_Task statement_
From the data below, give the number of lines holding the word "provide", with nothing else added.

_Records supplied_

- Opening Delimiter -

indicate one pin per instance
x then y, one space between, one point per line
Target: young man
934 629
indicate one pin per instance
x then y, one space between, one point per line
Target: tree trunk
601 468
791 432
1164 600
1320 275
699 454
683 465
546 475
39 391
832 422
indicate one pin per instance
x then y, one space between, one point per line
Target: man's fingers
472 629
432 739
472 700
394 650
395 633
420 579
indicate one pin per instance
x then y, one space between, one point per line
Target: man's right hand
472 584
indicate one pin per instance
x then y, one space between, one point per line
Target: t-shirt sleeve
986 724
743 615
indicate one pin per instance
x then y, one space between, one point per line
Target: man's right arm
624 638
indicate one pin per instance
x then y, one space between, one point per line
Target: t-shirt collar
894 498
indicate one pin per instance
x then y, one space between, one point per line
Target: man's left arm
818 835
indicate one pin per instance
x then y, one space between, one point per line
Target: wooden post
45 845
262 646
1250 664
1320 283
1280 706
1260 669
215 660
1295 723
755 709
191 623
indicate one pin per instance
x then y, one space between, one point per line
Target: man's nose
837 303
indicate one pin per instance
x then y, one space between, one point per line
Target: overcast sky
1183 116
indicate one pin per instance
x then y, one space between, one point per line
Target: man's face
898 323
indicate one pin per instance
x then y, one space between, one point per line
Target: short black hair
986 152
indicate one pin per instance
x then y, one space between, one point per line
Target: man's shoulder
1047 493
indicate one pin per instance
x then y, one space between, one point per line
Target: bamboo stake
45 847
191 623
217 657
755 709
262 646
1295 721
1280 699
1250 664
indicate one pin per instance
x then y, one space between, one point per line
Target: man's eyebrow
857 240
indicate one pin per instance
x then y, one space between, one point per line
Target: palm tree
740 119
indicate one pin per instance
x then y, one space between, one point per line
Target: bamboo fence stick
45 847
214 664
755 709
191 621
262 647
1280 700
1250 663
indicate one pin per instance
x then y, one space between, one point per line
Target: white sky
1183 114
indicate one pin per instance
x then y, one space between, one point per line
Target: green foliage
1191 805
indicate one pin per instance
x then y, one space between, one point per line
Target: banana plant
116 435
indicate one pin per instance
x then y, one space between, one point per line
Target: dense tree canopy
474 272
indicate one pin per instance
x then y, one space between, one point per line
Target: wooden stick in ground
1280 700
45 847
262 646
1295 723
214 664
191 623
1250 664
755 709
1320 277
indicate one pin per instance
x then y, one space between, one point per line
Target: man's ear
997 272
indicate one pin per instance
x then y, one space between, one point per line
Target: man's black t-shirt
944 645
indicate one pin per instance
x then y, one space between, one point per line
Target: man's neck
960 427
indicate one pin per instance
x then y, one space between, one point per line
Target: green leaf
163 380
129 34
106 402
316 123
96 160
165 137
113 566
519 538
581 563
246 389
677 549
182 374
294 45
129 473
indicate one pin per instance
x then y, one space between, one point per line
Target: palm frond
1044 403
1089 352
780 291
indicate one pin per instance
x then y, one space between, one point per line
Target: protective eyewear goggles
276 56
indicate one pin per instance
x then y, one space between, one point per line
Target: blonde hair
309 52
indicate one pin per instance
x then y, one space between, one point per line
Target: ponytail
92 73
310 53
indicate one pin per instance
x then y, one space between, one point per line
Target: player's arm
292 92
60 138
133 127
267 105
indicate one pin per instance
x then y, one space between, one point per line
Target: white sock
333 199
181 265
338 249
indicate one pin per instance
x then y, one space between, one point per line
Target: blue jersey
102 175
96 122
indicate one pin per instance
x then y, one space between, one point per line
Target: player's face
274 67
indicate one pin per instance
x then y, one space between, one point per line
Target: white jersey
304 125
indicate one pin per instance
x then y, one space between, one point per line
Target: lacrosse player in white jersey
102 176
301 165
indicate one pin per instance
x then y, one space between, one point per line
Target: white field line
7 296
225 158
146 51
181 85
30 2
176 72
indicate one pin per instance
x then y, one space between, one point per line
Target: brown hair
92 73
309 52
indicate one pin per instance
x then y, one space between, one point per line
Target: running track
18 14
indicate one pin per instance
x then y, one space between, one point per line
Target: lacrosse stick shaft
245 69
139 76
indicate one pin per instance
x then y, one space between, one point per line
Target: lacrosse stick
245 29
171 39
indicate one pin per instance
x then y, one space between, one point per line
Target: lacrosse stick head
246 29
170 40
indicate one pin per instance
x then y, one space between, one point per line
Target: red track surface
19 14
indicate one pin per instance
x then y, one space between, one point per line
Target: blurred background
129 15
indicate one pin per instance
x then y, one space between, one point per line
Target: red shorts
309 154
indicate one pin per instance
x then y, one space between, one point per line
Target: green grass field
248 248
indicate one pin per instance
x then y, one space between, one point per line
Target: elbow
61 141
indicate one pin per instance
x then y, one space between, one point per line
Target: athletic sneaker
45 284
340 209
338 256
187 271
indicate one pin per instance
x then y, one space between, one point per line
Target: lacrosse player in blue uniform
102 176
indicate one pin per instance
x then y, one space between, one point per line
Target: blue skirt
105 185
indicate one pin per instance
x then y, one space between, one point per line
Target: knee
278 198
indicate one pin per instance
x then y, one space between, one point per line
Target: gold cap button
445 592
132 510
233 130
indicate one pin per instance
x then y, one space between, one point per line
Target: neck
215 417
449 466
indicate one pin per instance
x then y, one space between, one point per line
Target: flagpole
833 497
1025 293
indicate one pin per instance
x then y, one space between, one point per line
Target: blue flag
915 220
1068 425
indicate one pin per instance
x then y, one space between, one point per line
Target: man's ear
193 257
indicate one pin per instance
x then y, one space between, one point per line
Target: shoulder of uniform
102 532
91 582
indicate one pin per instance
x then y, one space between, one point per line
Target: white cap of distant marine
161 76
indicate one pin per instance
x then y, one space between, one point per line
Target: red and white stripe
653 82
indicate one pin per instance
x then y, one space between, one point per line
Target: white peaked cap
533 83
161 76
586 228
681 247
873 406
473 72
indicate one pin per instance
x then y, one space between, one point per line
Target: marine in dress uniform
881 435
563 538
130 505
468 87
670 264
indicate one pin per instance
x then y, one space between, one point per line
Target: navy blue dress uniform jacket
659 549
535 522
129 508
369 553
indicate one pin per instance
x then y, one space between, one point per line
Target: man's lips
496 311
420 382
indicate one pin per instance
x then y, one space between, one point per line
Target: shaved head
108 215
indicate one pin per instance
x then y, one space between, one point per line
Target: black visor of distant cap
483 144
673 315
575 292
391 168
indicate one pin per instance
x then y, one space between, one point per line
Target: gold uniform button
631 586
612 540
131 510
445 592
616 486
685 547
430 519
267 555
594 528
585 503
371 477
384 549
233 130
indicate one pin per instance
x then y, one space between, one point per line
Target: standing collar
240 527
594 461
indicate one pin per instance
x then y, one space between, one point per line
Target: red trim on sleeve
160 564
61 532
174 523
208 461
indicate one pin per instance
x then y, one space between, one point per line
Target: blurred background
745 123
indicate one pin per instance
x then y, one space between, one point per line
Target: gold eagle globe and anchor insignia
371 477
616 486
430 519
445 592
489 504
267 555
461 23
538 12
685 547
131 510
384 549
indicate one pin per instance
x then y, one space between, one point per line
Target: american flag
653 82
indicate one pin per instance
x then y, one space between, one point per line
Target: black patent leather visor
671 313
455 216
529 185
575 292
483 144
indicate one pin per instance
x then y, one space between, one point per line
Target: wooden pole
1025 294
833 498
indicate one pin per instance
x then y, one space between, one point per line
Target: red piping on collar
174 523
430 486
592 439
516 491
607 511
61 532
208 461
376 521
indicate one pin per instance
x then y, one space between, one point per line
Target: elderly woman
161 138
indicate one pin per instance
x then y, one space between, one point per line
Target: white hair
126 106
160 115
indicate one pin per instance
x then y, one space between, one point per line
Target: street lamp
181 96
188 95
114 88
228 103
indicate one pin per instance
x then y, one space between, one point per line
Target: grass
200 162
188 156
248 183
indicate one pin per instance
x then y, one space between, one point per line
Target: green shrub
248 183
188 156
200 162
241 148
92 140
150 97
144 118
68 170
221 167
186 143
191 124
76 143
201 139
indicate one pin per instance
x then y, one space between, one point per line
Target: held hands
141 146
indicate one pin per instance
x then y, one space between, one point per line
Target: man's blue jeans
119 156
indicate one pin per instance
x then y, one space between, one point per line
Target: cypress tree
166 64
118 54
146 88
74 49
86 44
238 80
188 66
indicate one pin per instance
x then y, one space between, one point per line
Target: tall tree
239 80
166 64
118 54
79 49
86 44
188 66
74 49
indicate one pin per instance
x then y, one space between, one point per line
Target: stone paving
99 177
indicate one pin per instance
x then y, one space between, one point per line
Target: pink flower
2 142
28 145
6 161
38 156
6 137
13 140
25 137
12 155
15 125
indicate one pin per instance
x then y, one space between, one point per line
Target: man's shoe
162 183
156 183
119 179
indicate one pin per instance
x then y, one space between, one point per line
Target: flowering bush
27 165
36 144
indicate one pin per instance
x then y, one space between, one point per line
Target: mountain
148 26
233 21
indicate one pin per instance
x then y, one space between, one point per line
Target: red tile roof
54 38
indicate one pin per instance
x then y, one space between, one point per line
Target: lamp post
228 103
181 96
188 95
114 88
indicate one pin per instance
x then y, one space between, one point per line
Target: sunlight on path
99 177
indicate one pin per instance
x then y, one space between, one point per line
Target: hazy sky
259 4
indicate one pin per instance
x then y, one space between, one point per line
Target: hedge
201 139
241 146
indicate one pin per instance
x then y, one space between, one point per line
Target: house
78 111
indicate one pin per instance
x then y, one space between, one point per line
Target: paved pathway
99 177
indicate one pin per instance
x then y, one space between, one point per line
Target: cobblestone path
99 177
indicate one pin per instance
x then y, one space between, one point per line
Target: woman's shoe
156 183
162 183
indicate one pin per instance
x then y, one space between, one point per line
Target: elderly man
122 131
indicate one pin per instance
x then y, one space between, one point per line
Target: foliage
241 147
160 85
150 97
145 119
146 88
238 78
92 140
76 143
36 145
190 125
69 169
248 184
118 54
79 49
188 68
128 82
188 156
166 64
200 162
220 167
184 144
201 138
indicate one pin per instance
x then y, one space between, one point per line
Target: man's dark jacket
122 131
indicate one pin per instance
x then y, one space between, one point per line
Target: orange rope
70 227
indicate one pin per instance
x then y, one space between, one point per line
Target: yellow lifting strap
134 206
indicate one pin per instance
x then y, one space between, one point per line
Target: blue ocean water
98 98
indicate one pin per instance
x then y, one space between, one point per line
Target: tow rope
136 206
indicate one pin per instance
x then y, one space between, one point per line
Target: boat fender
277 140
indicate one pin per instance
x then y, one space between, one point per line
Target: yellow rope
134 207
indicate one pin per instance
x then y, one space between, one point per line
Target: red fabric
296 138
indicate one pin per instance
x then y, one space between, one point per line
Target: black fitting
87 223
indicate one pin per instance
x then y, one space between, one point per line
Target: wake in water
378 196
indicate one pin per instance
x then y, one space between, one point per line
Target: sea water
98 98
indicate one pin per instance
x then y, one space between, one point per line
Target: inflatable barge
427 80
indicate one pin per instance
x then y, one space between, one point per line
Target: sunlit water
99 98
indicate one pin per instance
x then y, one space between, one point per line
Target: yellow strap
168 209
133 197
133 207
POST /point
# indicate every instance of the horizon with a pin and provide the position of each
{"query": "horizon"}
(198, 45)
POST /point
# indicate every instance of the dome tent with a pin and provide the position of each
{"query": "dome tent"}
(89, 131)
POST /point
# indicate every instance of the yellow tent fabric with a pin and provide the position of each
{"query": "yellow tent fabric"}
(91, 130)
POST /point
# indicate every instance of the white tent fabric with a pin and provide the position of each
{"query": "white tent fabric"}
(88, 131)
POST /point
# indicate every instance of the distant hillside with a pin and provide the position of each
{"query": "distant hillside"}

- Closing Delimiter -

_Written answer_
5